Tarefas e exercícios:
**1)** Responda com base no texto sobre Rosh Hashaná:
(a) Em que data, segundo o texto, a vela será acesa após o entardecer?
(b) Qual é o número do Novo Ano Judaico mencionado?
(c) O que significa a expressão "itzer hatov e ietzer hará"?
**2)** Localize nos registros todas as linhas que contêm a palavra "lights" e copie-as.
━━ Trecho selecionado ━━
Neste 6 de Setembro de 2021, após o entardecer, as mesas postas com toalhas perfumadas, adornadas de pães e pratos especiais, doces, vinho, maçãs, mel e afeto; a luz da vela será acesa por uma mulher consciente e empoderada do (e no) seu papel no processo de humanização, iluminando os rostinhos das crianças ávidas pela doçura de uma vida plena de alegria, paz e felicidade, e as faces dos anciãos marcadas de uma esperança que se renova a cada ciclo.
Todos cantam, todos se abraçam no abraço humano, feito de calor e amizade, força e vida e todos ouvem o gemido do Shofar. É Rosh Hashaná, o “Capodanno Ebraico” do Novo Ano Judaico de 5782!
Mas, ainda que comemorado apenas (ou especialmente) entre Judeus, não é apenas uma Festa Judaica. É uma Festa da humanidade! Uma Festa em que se comemora o “dia” (oportunidade) em que a Alma do Universo olhou um (ou um monte) estranho ser na terra, nas regiões horizontais, nos vazios mesopotâmicos (ou africanos), um ser apavorado com os ruídos bestiais e com a escuridão noturna, escondido nos buracos em que se protegia dos uivos macabros, da densidade e das sombras, e o tomou pelas mãos…
Neste dia, a Ruach haElohim, o elemento feminino das Forças da Cr(e)ação, o tomou pelas mãos e o colocou em pé, olhou nos seus olhos esbugalhados, nos seus lábios cortados e aproximou-se dele, beijando-o nas faces e soprando sobre ele aquele fogo de vida (semelhante ao de Prometeu Acorrentado). E, assim, do encontro dessas forças da “Cr(e)ação” com o estranho ser, e do beijo e do perfume do vento, surgiu Adam – a Humanidade, feita de pó e sangue, de fogo e vida, de medo e coragem, de fome e inteligência, de emoção e criatividade. Desse encontro surgiu “ish-ishá”, a Humanidade com suas faces masculina e feminina, com a força e com a poesia, com a guerra e com a música, com seu “itzer hatov e ietzer hará“, isto é, suas inclinações para o bem e para o mal, como, aliás, funcionam as forças da natureza.
━━━
━━ Dados apresentados ━━
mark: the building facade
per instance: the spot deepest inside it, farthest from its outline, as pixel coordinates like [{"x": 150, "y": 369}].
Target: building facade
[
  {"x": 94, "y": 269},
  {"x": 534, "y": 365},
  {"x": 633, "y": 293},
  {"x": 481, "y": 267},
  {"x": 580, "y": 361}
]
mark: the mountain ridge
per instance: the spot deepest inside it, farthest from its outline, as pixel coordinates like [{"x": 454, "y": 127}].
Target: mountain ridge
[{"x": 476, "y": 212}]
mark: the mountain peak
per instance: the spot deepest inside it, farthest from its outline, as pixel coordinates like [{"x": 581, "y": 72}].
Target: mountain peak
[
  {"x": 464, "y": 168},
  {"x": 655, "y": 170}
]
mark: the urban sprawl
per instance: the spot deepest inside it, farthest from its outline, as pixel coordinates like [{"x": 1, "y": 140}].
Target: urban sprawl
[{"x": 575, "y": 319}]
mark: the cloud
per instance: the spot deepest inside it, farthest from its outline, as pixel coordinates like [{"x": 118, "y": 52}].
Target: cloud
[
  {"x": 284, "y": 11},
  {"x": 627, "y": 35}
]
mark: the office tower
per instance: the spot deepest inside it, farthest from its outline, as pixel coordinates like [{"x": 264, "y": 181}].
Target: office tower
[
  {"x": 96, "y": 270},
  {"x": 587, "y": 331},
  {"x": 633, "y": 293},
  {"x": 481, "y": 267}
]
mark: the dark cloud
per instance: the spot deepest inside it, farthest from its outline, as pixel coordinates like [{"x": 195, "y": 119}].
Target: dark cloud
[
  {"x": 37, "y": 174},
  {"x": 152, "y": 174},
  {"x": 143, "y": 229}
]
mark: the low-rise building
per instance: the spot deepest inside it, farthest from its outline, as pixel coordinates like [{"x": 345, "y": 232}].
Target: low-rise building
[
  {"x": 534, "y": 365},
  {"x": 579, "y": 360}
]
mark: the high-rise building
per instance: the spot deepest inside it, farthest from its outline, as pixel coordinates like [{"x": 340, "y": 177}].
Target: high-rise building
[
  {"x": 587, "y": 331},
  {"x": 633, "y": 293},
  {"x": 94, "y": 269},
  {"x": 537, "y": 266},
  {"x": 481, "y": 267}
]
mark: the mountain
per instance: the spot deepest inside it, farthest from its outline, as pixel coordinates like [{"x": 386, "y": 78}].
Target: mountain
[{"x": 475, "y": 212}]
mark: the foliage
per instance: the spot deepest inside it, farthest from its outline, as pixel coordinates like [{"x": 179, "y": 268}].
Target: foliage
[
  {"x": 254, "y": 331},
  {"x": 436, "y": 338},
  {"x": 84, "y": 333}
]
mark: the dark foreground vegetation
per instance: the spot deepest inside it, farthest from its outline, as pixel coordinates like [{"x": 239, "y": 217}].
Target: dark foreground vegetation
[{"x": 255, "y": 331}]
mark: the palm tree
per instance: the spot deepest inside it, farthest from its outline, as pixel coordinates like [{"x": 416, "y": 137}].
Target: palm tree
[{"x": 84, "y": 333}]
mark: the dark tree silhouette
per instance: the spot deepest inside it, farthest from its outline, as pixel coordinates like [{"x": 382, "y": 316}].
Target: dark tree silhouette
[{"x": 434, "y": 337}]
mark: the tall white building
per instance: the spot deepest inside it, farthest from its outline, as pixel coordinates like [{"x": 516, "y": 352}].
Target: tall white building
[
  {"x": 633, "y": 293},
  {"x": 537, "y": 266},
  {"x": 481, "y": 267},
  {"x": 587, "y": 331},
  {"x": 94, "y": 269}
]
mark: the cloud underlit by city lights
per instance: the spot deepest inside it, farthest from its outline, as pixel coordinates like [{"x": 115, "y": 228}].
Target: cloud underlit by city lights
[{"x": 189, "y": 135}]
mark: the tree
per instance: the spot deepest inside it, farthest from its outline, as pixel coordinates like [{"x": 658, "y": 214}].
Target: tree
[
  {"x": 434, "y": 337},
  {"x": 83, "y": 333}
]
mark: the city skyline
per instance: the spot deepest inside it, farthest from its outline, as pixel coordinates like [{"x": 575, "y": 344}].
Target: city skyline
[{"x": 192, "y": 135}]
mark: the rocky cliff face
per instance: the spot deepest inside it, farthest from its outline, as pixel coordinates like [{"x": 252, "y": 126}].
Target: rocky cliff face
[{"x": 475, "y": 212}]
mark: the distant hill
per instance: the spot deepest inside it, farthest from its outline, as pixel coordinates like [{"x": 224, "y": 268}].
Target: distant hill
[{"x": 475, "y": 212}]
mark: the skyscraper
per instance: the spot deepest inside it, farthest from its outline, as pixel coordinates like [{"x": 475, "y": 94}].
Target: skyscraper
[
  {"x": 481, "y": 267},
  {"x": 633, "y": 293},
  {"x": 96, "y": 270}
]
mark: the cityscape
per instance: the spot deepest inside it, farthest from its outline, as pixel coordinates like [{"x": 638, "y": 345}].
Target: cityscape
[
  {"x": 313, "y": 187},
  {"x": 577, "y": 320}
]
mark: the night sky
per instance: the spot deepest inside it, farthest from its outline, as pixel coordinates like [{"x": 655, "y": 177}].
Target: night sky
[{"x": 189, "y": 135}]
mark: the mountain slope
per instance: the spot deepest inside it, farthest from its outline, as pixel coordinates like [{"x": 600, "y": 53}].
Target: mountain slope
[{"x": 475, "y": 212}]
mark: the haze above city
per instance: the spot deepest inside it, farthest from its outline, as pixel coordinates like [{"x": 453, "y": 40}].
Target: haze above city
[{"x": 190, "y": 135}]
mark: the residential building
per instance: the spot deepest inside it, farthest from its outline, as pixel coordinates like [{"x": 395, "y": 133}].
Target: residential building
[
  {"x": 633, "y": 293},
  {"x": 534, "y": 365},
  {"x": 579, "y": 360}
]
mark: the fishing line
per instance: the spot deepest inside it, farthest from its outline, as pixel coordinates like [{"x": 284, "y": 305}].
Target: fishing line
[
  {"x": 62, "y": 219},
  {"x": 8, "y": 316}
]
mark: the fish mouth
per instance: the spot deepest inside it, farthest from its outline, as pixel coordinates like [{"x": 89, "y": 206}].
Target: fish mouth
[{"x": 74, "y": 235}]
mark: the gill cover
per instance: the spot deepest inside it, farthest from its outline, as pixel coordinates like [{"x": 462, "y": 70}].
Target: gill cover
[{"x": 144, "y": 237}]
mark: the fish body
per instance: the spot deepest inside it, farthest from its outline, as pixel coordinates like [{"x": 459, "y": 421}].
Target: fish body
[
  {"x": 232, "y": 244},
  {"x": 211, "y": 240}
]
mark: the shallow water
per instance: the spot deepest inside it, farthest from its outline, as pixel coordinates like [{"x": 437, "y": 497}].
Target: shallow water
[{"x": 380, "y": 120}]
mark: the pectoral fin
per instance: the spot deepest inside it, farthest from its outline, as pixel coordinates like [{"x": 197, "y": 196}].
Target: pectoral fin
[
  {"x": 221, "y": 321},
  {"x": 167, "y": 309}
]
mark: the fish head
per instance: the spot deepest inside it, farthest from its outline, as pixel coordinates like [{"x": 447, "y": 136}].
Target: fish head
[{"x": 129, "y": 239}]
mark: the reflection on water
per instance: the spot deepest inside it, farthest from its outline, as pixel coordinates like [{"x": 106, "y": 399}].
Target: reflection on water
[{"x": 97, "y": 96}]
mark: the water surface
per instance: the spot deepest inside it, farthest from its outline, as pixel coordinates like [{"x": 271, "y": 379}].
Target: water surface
━━━
Respostas do exercício:
**1)**
(a) Em 6 de Setembro de 2021.
(b) 5782.
(c) As inclinações da Humanidade para o bem e para o mal.

**2)**
mark: the cloud underlit by city lights
Target: cloud underlit by city lights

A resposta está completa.